GIVEN EXERCISE 1 :: Lay out the records as a two-column CSV with the columns request and answer. Each request gets one row, and each field is quoted with line breaks turned into spaces. Begin at the line of the records that contains "TARGET = rolling field slope" and continue through the end of the records, and leave out the pictures.

EXTRACTED TEXT ::

____

Previous Section: Assault Mapping Tutorial

Next Section: Legacy:Assault Mapping Tutorial/Creating A Destroyable Objective

Getting Started

Assault mapping is easily the most complex and demanding of any of the game types to map for. This is because it requires not only most of the skills needed to make all of the other map types combined, but also throws in quite a few quirks of its own. Tempting though it may be, do not try to make an assault map for your first ever mapping experience. Instead, it is strongly recommended that you have some experience mapping several other game types and have all the basics down before you start considering an assault map.

That having been said, while assault mapping is one of the most challenging forms of mapping for UT2004, it can also be very rewarding. There are a few things to keep in mind when starting out, however:

Planning the Map

Ok, so you're starting a new map. The first thing to do is fire up UnrealEd, right? Wrong. You're not just making another Capture the Flag, or even Onslaught, map here. This is Assault, and Assault takes planning. If you want your map to be any good at all you'll need to start thinking about a lot of details before you sit down to start building.

____

GIVEN EXERCISE 2 :: In the assault mapping tutorial, shorten the paragraph that begins "Assault mapping is easily the most complex" while keeping its main facts.

EXTRACTED DATA ::
____

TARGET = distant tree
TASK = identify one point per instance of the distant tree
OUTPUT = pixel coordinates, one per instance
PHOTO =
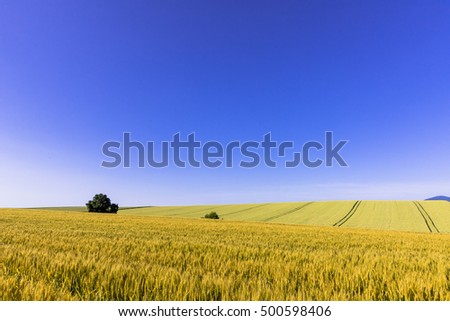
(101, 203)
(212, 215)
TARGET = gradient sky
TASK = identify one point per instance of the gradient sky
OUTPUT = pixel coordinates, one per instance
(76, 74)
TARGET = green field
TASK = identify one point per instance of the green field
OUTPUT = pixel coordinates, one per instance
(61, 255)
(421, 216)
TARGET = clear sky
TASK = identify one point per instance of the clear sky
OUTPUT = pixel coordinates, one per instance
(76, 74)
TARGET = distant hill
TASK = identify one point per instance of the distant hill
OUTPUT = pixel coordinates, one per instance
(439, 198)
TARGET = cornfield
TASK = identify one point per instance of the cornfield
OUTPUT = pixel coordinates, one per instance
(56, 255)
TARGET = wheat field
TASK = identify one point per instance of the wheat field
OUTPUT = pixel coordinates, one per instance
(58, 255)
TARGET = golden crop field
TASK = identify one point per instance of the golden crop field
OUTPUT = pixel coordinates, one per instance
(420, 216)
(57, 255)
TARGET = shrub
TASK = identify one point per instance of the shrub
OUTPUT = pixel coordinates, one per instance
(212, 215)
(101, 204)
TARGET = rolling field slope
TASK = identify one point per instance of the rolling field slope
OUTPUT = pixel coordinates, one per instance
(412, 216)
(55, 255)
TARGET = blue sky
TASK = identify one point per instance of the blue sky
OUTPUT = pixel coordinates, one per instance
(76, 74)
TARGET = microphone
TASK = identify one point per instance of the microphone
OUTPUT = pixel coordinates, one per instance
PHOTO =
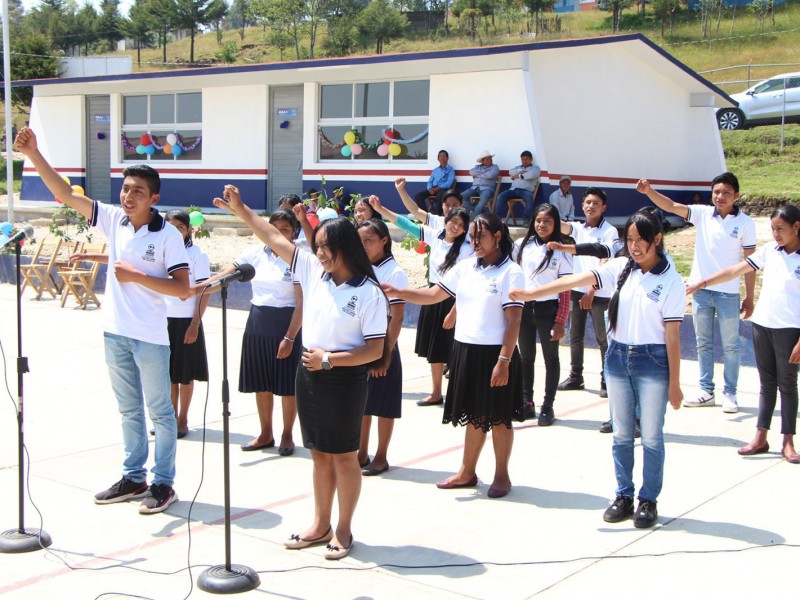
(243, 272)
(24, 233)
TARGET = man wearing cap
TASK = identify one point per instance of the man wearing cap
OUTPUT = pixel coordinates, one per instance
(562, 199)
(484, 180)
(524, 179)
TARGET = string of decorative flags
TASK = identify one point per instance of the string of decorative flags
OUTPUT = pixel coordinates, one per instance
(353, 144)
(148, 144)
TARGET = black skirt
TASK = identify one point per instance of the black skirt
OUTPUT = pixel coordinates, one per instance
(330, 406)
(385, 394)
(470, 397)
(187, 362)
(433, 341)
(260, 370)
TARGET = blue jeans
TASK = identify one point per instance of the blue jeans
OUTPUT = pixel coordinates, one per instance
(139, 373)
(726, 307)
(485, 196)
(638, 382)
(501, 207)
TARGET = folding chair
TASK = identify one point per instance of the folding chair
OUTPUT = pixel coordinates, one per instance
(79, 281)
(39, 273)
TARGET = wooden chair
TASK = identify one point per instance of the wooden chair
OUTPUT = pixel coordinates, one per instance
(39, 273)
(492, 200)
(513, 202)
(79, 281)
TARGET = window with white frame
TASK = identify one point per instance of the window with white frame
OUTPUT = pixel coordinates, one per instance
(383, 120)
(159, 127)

____

WRITTEN ANSWER 1 ::
request,answer
"TARGET = rolling field slope TASK = identify one point per instance of the rolling field slope OUTPUT = pixel coordinates, one per instance","(412, 216) (55, 255)"
"TARGET = blue sky TASK = identify one point per instance of the blue sky OUTPUT = pixel coordinates, one per instance","(76, 74)"
"TARGET = microphone TASK = identify one point per instance of the microphone OUTPUT = pixel coordinates, one per instance PHOTO =","(243, 272) (24, 233)"
"TARGET = man wearing cap TASK = identify one point per instance of the man wearing cap OUTPUT = pixel coordinates, one per instance","(562, 199) (484, 180) (524, 179)"
"TARGET = string of decorative flags TASK = identify one point per instance of the string of decorative flags OUTPUT = pixel coordinates, one per instance","(353, 144) (148, 144)"
"TARGET = black skirt TASK = identify one point per instance of the black skirt OUTPUT = pixel coordinates, one per instance","(330, 406) (385, 394) (470, 397) (187, 362) (433, 341) (260, 370)"
"TARGET = blue jeans TASK = identify one point per instance of the blue jeans OUTPUT = pixel coordinates, one per instance","(139, 373) (726, 307) (485, 196) (638, 382) (501, 207)"
"TARGET = folding chair TASK = identify one point per instance of the folding chair OUTPUT = pixel coordinates, one per instance","(79, 281) (39, 273)"
"TARGET = wooden chair TASK = identify one point per instance of the wooden chair OUTPUT = pixel coordinates, one per instance","(39, 273) (492, 200) (513, 202) (79, 281)"
"TARGET = window with white frame TASK = identify one point per instance of the window with white frame OUTPUT = pixel coordinates, one per instance","(383, 120) (159, 127)"

WRITTEN ANSWER 2 :: Assault is the most complex and demanding game type to map for. It needs most of the skills used for all other map types combined, and it adds quirks of its own. It should not be your first mapping project. Get experience with several other game types and master the basics first.